PROBLEM DETAILS
All records are to be restated word for word, with pictures excluded.

◆ ◆ ◆ ◆ ◆

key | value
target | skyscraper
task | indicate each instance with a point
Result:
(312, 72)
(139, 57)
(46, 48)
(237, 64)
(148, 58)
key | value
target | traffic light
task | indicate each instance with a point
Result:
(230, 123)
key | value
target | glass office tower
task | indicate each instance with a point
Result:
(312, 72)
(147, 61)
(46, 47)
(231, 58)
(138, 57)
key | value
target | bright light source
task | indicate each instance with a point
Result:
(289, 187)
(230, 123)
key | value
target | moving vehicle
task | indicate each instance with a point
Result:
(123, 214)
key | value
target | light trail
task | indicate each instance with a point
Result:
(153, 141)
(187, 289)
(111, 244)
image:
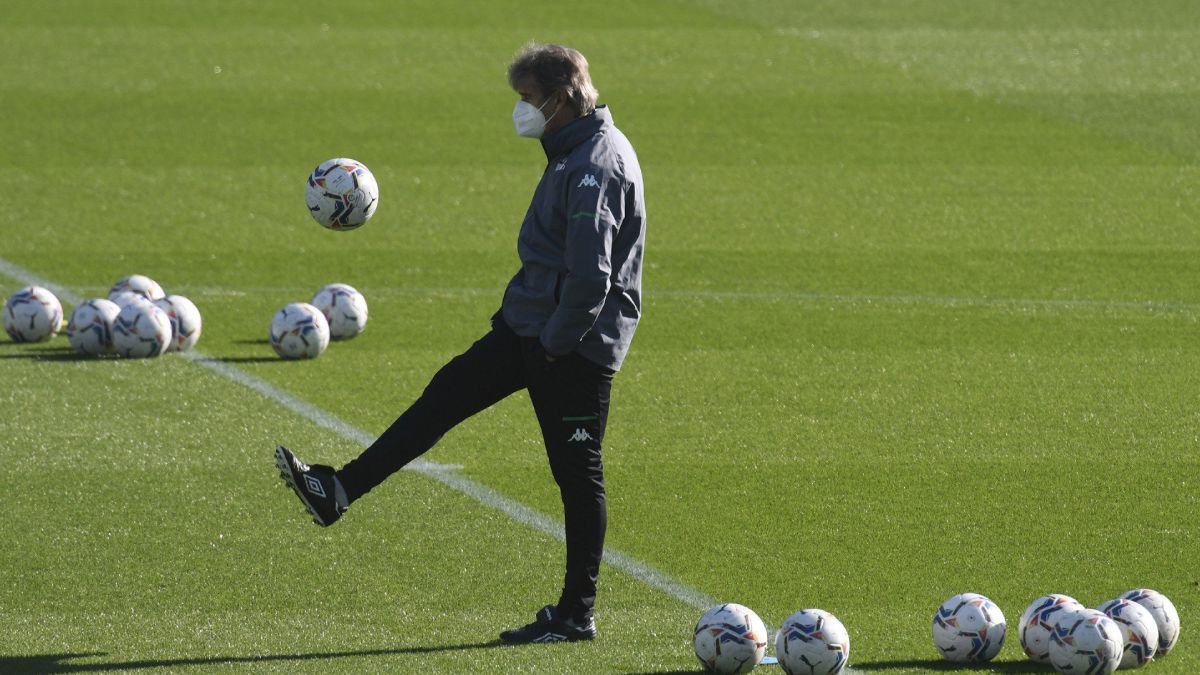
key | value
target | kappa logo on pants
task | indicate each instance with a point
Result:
(580, 435)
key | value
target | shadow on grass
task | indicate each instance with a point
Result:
(942, 665)
(247, 359)
(46, 353)
(58, 662)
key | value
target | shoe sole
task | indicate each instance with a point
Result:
(547, 638)
(283, 463)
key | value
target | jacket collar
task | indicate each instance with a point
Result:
(575, 132)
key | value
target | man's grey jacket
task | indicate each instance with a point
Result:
(580, 285)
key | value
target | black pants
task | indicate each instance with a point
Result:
(570, 398)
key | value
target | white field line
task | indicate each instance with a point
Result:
(1023, 304)
(443, 473)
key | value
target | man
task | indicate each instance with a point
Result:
(563, 329)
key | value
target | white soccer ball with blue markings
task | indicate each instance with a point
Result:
(141, 330)
(1085, 640)
(345, 309)
(813, 641)
(341, 193)
(1138, 631)
(969, 627)
(730, 639)
(185, 322)
(1038, 621)
(138, 284)
(299, 332)
(31, 315)
(1164, 613)
(90, 328)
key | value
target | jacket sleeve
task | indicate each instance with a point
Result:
(594, 211)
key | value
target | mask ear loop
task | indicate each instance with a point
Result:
(551, 114)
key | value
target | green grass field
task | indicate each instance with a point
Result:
(922, 316)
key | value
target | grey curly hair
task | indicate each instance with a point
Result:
(556, 69)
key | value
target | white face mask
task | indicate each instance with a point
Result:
(528, 119)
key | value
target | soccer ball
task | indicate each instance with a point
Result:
(33, 315)
(137, 284)
(730, 639)
(141, 330)
(813, 641)
(1085, 640)
(341, 193)
(185, 322)
(299, 332)
(1164, 614)
(1138, 629)
(1037, 623)
(969, 627)
(345, 309)
(90, 328)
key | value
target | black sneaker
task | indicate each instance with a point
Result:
(316, 485)
(549, 627)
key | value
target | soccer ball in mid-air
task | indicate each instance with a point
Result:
(1038, 621)
(341, 193)
(141, 330)
(813, 641)
(185, 322)
(969, 627)
(299, 332)
(1165, 616)
(345, 309)
(1138, 631)
(137, 284)
(33, 315)
(1085, 640)
(90, 328)
(730, 639)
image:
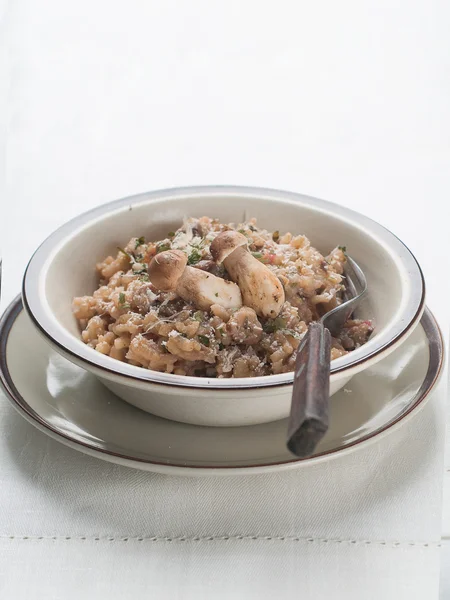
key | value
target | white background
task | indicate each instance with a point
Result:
(346, 101)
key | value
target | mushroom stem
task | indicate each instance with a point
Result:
(260, 287)
(168, 271)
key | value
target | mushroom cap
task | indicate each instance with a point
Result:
(225, 244)
(166, 268)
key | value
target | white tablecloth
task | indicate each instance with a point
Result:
(345, 101)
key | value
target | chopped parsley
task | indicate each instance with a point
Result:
(162, 247)
(194, 257)
(272, 325)
(127, 254)
(123, 301)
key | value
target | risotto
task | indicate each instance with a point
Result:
(215, 300)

◆ ◆ ◆ ◆ ◆

RESPONSE AREA
key | value
target | skyscraper
task | indicate each instance with a point
Result:
(312, 72)
(139, 57)
(46, 48)
(237, 64)
(148, 58)
key | value
target | traffic light
task | indicate each instance with a point
Result:
(230, 123)
key | value
target | glass office tower
task | indicate each instance with a point
Result:
(312, 72)
(147, 61)
(46, 47)
(231, 58)
(138, 57)
key | value
target | bright light source
task | indicate each instance with a point
Result:
(289, 187)
(230, 123)
key | value
target | moving vehicle
task | indicate each instance with a point
Result:
(123, 214)
key | value
target | light trail
task | indicate each instance with a point
Result:
(153, 141)
(187, 289)
(111, 244)
image:
key | value
target | kappa logo on pants
task | indicate each instance with a point
Result:
(580, 435)
key | value
target | shadow on grass
task | indicate each instance with a point
Result:
(942, 665)
(247, 359)
(46, 353)
(58, 662)
key | value
target | shoe sole
task | indicate each instance with a point
Result:
(547, 638)
(283, 463)
key | value
target | jacket collar
task | indicate each instance with a point
Result:
(575, 132)
key | value
target | man's grey jacket
task | indicate each instance with a point
Result:
(580, 285)
key | value
target | black pants
task | indicate each instance with a point
Result:
(570, 398)
key | value
target | white field line
task | indicate each instance with a point
Result:
(1023, 304)
(443, 473)
key | value
target | man
task | indicate each instance with a point
Result:
(563, 329)
key | value
target | white soccer ball with blue markings
task | indicate each instance with a point
Result:
(141, 330)
(1085, 640)
(345, 309)
(813, 641)
(341, 193)
(1138, 631)
(969, 627)
(730, 639)
(185, 322)
(1038, 621)
(138, 284)
(299, 332)
(31, 315)
(1164, 613)
(90, 328)
key | value
target | jacket sleeve
task | indicate each instance with a point
Result:
(594, 211)
key | value
target | mask ear loop
task | indicate each instance with a point
Result:
(551, 114)
key | value
target | green grass field
task | indicate each instance with a point
Result:
(922, 316)
key | value
target | grey curly hair
task | indicate each instance with a point
Result:
(556, 69)
key | value
target | white face mask
task | indicate each instance with a point
Result:
(528, 119)
key | value
target | soccer ball
task | indicate each instance with a point
Result:
(33, 315)
(137, 284)
(730, 639)
(141, 330)
(813, 641)
(1085, 640)
(341, 193)
(185, 322)
(299, 332)
(1164, 614)
(1138, 629)
(1037, 623)
(969, 627)
(345, 309)
(90, 328)
key | value
target | black sneaker
task | indicate each instance with a point
Result:
(316, 485)
(549, 627)
key | value
target | soccer ball in mid-air
task | indicate each instance with a point
Result:
(1038, 621)
(341, 193)
(141, 330)
(813, 641)
(185, 322)
(969, 627)
(299, 332)
(1165, 616)
(345, 309)
(1138, 631)
(137, 284)
(33, 315)
(1085, 640)
(90, 328)
(730, 639)
image:
key | value
target | white background
task | indicate each instance with a point
Result:
(346, 101)
key | value
target | mushroom stem
task | indicate each instance with a point
Result:
(260, 287)
(168, 271)
key | value
target | mushroom cap
task | indicate each instance with a point
Result:
(225, 244)
(166, 268)
key | value
target | white tablecloth
task | indicate each instance with a point
Result:
(345, 101)
key | value
target | chopped parsley
task | indicate each instance with a point
Result:
(162, 247)
(194, 257)
(272, 325)
(127, 254)
(123, 301)
key | value
target | risotto
task | indicate each instance with a point
Result:
(215, 300)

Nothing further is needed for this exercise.